## What you need to do
Rewrite everything from the start of the items down to and including the line containing "[(86, 219), (94, 426), (276, 368), (242, 142)]", replacing "outline" with "contour" and leaving all else unchanged.

Shape annotation entries
▽
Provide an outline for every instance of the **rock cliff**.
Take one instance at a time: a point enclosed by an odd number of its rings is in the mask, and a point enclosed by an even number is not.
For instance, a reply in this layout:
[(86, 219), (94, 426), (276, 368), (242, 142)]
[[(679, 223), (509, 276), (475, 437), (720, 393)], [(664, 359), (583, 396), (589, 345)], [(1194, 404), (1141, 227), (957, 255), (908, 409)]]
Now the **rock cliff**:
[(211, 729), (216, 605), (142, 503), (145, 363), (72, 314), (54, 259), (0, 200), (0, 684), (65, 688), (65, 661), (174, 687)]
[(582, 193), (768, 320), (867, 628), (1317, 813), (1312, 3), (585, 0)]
△
## Finished answer
Provide an contour for every instance of the **rock cliff**.
Take one instance at a time: a point enclosed by an odd number of its rings is in the mask, and a point enclosed by an even number is not.
For instance, a reply in this layout:
[(86, 219), (94, 426), (276, 368), (242, 142)]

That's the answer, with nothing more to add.